Work required: Rewrite everything from the line containing "Where can the ceiling vent" down through the end of the records, changing "instance" to "occurrence" and leaving all else unchanged.

Available records:
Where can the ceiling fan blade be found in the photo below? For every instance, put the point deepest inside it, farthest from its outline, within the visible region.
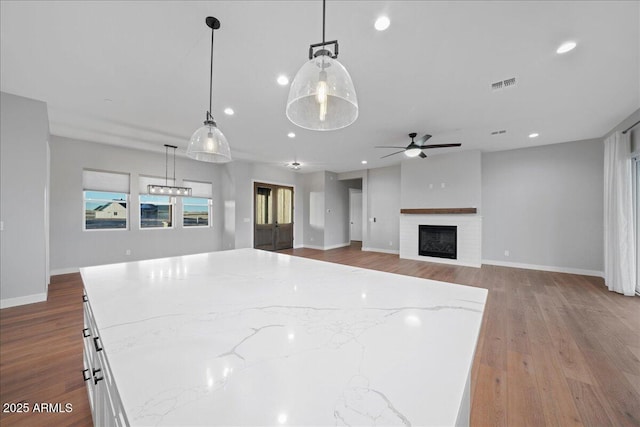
(392, 154)
(423, 139)
(439, 146)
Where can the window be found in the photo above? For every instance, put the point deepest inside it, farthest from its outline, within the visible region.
(156, 211)
(103, 210)
(195, 211)
(105, 198)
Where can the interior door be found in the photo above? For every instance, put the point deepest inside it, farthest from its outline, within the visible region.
(355, 214)
(273, 219)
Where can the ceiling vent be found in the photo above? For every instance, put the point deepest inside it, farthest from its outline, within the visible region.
(503, 84)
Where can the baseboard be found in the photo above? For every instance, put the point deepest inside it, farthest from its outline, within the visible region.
(28, 299)
(384, 251)
(554, 269)
(64, 271)
(339, 245)
(326, 248)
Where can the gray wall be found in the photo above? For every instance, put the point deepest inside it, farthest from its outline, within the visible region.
(423, 180)
(336, 211)
(544, 205)
(383, 204)
(72, 247)
(24, 135)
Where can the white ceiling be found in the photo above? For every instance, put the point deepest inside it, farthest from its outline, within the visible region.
(136, 73)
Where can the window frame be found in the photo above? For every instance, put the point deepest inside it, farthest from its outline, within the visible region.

Answer for this exercise:
Where can the ceiling vent be found in the photo above? For every occurrence, put the point deepest inside it, farthest from its outline, within the visible region.
(503, 84)
Where can the baseboard be found in the photo above? For every occurrence, put the point deepest inside it, farthest from its outline, within the visible region.
(28, 299)
(384, 251)
(554, 269)
(64, 271)
(339, 245)
(326, 248)
Where can the gray wall be found in the photo above? For every occurrence, put the point deepest inside it, farthest from its outline, within the visible region.
(423, 180)
(336, 211)
(544, 205)
(383, 204)
(72, 247)
(24, 135)
Where can the white ceiling be found in the photo above? For every occurrence, put the point deepest inside it, farthest from its outline, within the visible region.
(136, 73)
Where can the window frame be found in the photo above? For every occurrence, put the point deepest inside it, farthest from its outline, within the visible region.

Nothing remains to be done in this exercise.